## SET PROBLEM:
Please copy every one of the entries below word for word, leaving nothing out and adding nothing.
___
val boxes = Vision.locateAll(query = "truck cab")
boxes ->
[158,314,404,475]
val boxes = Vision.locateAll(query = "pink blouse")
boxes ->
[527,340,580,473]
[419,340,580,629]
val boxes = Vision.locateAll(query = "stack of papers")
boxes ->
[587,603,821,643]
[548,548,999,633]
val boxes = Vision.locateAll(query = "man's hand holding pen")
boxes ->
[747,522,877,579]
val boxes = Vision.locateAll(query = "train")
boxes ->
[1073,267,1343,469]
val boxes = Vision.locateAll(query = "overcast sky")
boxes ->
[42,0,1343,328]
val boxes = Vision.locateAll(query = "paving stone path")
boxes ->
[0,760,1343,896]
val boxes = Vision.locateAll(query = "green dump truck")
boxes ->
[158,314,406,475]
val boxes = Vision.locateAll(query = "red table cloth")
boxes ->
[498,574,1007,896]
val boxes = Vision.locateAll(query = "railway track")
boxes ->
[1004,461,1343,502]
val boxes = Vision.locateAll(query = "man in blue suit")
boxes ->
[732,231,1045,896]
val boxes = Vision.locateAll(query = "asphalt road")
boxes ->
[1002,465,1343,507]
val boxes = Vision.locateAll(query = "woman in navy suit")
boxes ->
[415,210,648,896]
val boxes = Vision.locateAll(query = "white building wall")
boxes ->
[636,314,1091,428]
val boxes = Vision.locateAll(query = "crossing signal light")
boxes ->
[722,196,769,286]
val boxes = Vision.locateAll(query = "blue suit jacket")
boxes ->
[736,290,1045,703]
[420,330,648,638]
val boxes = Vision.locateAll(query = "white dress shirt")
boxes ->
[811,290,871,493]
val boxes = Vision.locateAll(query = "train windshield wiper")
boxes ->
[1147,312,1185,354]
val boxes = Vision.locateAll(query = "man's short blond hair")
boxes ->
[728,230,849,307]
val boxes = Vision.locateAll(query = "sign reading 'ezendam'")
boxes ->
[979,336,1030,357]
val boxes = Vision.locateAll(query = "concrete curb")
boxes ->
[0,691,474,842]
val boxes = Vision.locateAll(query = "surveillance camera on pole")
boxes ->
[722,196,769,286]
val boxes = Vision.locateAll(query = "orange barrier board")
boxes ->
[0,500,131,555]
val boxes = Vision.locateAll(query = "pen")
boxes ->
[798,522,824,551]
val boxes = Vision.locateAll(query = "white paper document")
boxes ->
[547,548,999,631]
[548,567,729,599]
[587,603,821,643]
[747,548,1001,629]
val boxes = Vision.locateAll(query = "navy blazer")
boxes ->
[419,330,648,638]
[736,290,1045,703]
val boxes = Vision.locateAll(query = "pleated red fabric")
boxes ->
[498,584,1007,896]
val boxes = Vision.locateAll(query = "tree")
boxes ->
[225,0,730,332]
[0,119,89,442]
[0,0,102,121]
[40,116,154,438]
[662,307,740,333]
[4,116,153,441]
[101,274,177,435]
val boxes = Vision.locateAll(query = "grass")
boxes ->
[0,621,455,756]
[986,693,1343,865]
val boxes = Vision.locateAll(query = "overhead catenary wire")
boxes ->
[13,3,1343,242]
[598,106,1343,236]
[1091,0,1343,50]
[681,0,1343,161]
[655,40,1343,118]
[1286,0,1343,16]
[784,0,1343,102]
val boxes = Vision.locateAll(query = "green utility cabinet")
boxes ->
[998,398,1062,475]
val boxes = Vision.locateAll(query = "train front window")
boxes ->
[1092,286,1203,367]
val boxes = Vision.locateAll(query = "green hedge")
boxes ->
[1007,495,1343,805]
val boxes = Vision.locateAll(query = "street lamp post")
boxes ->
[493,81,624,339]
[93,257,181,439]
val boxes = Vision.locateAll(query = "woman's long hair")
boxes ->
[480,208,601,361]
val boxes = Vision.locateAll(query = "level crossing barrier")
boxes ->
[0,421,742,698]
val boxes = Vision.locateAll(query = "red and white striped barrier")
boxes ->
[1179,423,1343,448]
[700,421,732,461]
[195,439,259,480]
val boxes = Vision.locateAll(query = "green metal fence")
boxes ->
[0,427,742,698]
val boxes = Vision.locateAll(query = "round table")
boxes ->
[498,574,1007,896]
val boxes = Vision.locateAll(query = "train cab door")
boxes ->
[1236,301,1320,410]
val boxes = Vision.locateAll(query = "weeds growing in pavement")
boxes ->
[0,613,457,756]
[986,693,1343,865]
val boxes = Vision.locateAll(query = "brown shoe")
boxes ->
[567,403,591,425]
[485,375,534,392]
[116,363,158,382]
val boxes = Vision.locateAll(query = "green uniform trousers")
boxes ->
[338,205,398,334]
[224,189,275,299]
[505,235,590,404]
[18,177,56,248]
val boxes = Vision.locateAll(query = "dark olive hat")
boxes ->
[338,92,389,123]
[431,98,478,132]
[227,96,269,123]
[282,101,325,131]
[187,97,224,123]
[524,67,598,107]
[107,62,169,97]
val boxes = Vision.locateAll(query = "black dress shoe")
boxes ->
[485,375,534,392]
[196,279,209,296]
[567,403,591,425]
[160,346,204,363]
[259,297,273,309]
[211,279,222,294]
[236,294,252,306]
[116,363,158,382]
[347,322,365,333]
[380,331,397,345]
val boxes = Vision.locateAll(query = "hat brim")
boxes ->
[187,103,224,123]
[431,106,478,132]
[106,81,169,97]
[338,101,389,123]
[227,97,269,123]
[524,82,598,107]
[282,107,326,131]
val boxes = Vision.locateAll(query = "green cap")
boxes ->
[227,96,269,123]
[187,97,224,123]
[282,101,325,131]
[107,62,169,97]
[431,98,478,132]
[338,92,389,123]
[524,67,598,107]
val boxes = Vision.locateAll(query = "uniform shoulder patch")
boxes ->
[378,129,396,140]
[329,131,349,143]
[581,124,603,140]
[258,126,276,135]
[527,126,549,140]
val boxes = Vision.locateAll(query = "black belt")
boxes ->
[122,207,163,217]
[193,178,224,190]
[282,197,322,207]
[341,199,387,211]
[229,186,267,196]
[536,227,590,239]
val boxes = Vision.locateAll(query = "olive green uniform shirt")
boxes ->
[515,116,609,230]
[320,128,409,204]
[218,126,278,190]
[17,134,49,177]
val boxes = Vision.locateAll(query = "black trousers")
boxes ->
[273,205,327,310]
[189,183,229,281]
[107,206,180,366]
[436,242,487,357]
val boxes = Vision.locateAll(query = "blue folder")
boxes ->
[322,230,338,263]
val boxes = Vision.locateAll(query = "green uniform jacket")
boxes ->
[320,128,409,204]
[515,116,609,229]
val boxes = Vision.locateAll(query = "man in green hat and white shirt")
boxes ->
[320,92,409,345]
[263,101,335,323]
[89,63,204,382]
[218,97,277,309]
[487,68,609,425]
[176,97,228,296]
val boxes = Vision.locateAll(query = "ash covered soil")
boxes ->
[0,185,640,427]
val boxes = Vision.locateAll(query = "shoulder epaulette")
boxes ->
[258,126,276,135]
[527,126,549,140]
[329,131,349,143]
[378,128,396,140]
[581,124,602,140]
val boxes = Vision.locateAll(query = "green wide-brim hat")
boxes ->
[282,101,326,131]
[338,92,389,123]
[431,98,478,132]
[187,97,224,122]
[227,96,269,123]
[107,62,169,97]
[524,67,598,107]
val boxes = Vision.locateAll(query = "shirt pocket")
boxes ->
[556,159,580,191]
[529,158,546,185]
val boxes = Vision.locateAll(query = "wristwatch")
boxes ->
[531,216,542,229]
___
## TASK ANSWER:
val boxes = Vision.locateAll(query = "truck cab")
boxes ->
[158,314,404,475]
val boxes = Vision.locateAll(query = "pink blouse")
boxes ->
[527,340,580,473]
[419,340,580,629]
val boxes = Vision.locateAll(query = "stack of papers")
boxes ->
[587,603,821,643]
[548,548,999,633]
val boxes = Vision.locateAll(query = "man's hand holding pen")
boxes ->
[747,522,877,579]
val boxes = Vision.locateAll(query = "train")
boxes ->
[1073,267,1343,469]
val boxes = Vision.locateAll(query = "overcast sky")
boxes ->
[42,0,1343,328]
val boxes = Vision.locateAll(query = "paving stone path")
boxes ->
[0,760,1343,896]
val boxes = Vision.locateAll(query = "green dump truck")
boxes ->
[158,314,406,475]
val boxes = Vision.locateAll(query = "red table cloth")
boxes ->
[498,574,1007,896]
val boxes = Vision.locateAll(query = "railway track")
boxes ->
[1004,461,1343,502]
val boxes = Vision.locateAll(query = "man in blue suit")
boxes ->
[732,231,1045,896]
val boxes = Vision.locateAll(query = "asphalt road")
boxes ->
[1002,465,1343,507]
val boxes = Vision.locateAll(query = "woman in navy suit")
boxes ->
[415,210,648,896]
val boxes = Vision.locateAll(query = "white building wall")
boxes ->
[636,314,1091,428]
val boxes = Vision.locateAll(query = "crossing signal light")
boxes ->
[722,196,769,286]
val boxes = Vision.locateAll(query = "blue suit jacket")
boxes ->
[736,290,1045,703]
[420,330,648,638]
val boxes = Vision.locateAll(query = "white dress shirt")
boxes ->
[811,290,871,493]
val boxes = Vision.locateAll(query = "train windshield wiper")
boxes ->
[1147,312,1185,354]
val boxes = Vision.locateAll(query = "man's short blond hair")
boxes ->
[728,230,849,307]
val boxes = Vision.locateAll(query = "sign reading 'ezendam'")
boxes ->
[979,336,1030,357]
val boxes = Vision.locateAll(query = "concrete curb")
boxes ->
[0,691,474,842]
val boxes = Vision.locateAll(query = "surveillance camera on pole")
boxes ->
[722,196,769,286]
val boxes = Vision.locateAll(query = "orange barrier board")
boxes ->
[0,500,131,555]
val boxes = Vision.locateAll(query = "pen")
boxes ->
[798,522,824,551]
val boxes = Vision.locateAll(query = "white paper document")
boxes ->
[547,548,999,631]
[548,567,729,599]
[587,603,821,643]
[747,548,1001,629]
val boxes = Vision.locateAll(query = "navy blazer")
boxes ->
[419,330,648,638]
[736,290,1045,703]
val boxes = Vision.locateAll(query = "pleated red fabric")
boxes ->
[498,584,1007,896]
val boxes = Vision.locateAll(query = "tree")
boxes ->
[225,0,730,332]
[0,119,89,442]
[0,0,102,121]
[40,116,154,438]
[662,307,740,333]
[4,116,153,441]
[101,274,177,435]
val boxes = Vision.locateAll(query = "grass")
boxes ->
[0,621,455,756]
[986,693,1343,865]
val boxes = Vision.locateAll(query = "overhead catenary wire")
boxes ->
[13,3,1343,242]
[598,106,1343,236]
[1091,0,1343,50]
[681,0,1343,161]
[655,40,1343,118]
[1286,0,1343,16]
[784,0,1343,102]
val boxes = Vision.locateAll(query = "green utility cabinet")
boxes ->
[998,398,1062,475]
val boxes = Vision.locateAll(query = "train front window")
boxes ->
[1092,286,1203,367]
val boxes = Vision.locateAll(query = "green hedge")
boxes ->
[1007,495,1343,805]
val boxes = Vision.locateAll(query = "street lamp post")
boxes ->
[493,81,624,339]
[93,257,181,439]
val boxes = Vision.locateAll(query = "woman's long hair")
boxes ->
[480,208,601,361]
val boxes = Vision.locateAll(query = "level crossing barrier")
boxes ->
[0,421,742,698]
val boxes = Vision.locateAll(query = "red and white striped barrier")
boxes ->
[1179,423,1343,448]
[700,421,732,461]
[195,439,259,480]
val boxes = Vision.locateAll(query = "green metal fence")
boxes ->
[0,427,742,698]
val boxes = Vision.locateAll(query = "round table")
boxes ->
[498,574,1007,896]
val boxes = Vision.locateAll(query = "train cab door")
boxes ->
[1236,301,1320,410]
val boxes = Vision.locateAll(query = "weeds growing in pavement")
boxes ->
[0,613,457,756]
[986,693,1343,865]
val boxes = Vision.locateAll(query = "brown shoe")
boxes ->
[567,403,591,425]
[485,375,534,392]
[116,363,158,382]
val boxes = Vision.locateAll(query = "green uniform trousers")
boxes ->
[338,205,398,334]
[224,189,275,299]
[505,235,590,404]
[18,177,56,248]
val boxes = Vision.locateAll(query = "dark olive hat")
boxes ->
[338,92,389,123]
[431,98,478,132]
[227,96,269,123]
[282,101,325,131]
[187,97,224,123]
[524,67,598,107]
[107,62,169,97]
val boxes = Vision.locateAll(query = "black dress shoe")
boxes ->
[485,375,534,392]
[196,279,209,296]
[567,403,591,425]
[160,346,204,363]
[259,297,273,309]
[211,279,222,294]
[236,294,252,306]
[116,363,158,382]
[347,322,365,333]
[380,331,397,345]
val boxes = Vision.locateAll(query = "hat brim")
boxes ->
[187,103,224,123]
[431,106,478,132]
[106,81,169,97]
[338,101,389,123]
[227,97,269,123]
[524,82,598,107]
[282,107,326,131]
val boxes = Vision.locateAll(query = "green cap")
boxes ->
[227,96,269,123]
[187,97,224,123]
[282,101,325,131]
[107,62,169,97]
[431,98,478,132]
[338,92,389,123]
[524,67,598,107]
val boxes = Vision.locateAll(query = "uniform shoulder patch")
boxes ->
[378,129,396,140]
[329,131,349,143]
[581,124,603,140]
[258,126,276,135]
[527,126,549,140]
val boxes = Vision.locateAll(query = "black belt")
boxes ->
[122,207,163,217]
[193,178,224,190]
[282,197,322,207]
[341,199,387,211]
[229,186,267,196]
[536,227,590,239]
val boxes = Vision.locateAll(query = "olive green uniform shirt")
boxes ->
[515,116,609,230]
[320,128,409,204]
[218,126,278,190]
[17,134,49,177]
val boxes = Vision.locateAll(query = "black trousers")
boxes ->
[273,205,327,310]
[189,183,229,281]
[107,206,180,366]
[436,242,487,357]
val boxes = Vision.locateAll(query = "blue folder")
boxes ->
[322,230,338,263]
val boxes = Vision.locateAll(query = "green uniform jacket")
boxes ->
[320,128,409,204]
[515,116,609,229]
val boxes = Vision.locateAll(query = "man in green hat and white shirt")
boxes ->
[320,92,409,345]
[263,101,335,323]
[89,63,204,382]
[218,97,277,309]
[487,68,609,425]
[176,97,228,296]
val boxes = Vision.locateAll(query = "ash covered soil")
boxes ->
[0,185,640,427]
val boxes = Vision.locateAll(query = "shoulder epaulette")
boxes ->
[258,126,276,135]
[527,126,549,140]
[329,131,349,143]
[378,128,396,140]
[581,124,602,140]
val boxes = Vision.locateAll(query = "green wide-brim hat")
boxes ->
[282,101,326,131]
[338,92,389,123]
[431,98,478,132]
[187,97,224,122]
[227,96,269,123]
[107,62,169,97]
[524,67,598,107]
val boxes = Vision.locateAll(query = "shirt pocket")
boxes ->
[556,159,580,191]
[529,158,546,185]
val boxes = Vision.locateAll(query = "wristwatch")
boxes ->
[531,216,542,229]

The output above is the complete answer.